> PROVIDED PASSAGE
# Does anyone feed chicken feet?



## Jgk2383

If so do you clip their nails before you feed your dog the feet? Also, how many are you giving if you were to give them as a nutritional supplement for the glucosamine. Thanks.


----------



## kidkhmer

Ha I am probably better qualified than anyone to comment given they are a staple part of 99.9% of the populations diet where I live ! I started giving karma chicken feet as treats when she was 10 weeks old ( 3 weeks ago ). I don't trim nails or anything . Here they cost about 80c for 6 in a nice supermarket . She eats them in about 10-15 mins and always comes back for a second ! The bones in the feet are tiny and easily digestable and I have fed her dozens.


----------



## Crookedcreekranch

Welll......not intentionally.

We "used to" have chickens. DH thought he'd like them to "free Range" Ya right we have 10 german shepherds

Sooo....I have discovered they eat EVERY BIT of the chicken...there is NOTHING left...they consume feet and all! Talk about a raw diet!

Never a problem with eating the feet...except now I have to buy my fresh eggs because we have no more chickens!!!!!!


----------



## Castlemaid

I give mine chicken feet when I can get them. Nails and all!! If they can eat bones, they sure can eat a few bird toe-nails. 

When I can get chicken feet, they come in a big tub that I keep in the freezer, and they get their chicken feet treats frozen for some extra crunch. They go nuts over them!

> SUPPLIED RECORDS
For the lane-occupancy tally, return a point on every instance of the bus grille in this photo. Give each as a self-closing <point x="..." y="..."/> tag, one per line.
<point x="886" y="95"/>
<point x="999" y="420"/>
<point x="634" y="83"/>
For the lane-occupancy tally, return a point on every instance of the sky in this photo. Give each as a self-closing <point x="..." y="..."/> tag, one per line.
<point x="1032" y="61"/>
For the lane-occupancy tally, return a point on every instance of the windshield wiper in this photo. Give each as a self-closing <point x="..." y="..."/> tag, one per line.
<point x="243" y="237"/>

> WORK TO COMPLETE
Please repeat the part of the chicken feet thread above between "Sooo....I have discovered" and "no more chickens!!!!!!", inclusive.

> EXERCISE RESPONSE
Sooo....I have discovered they eat EVERY BIT of the chicken...there is NOTHING left...they consume feet and all! Talk about a raw diet!

Never a problem with eating the feet...except now I have to buy my fresh eggs because we have no more chickens!!!!!!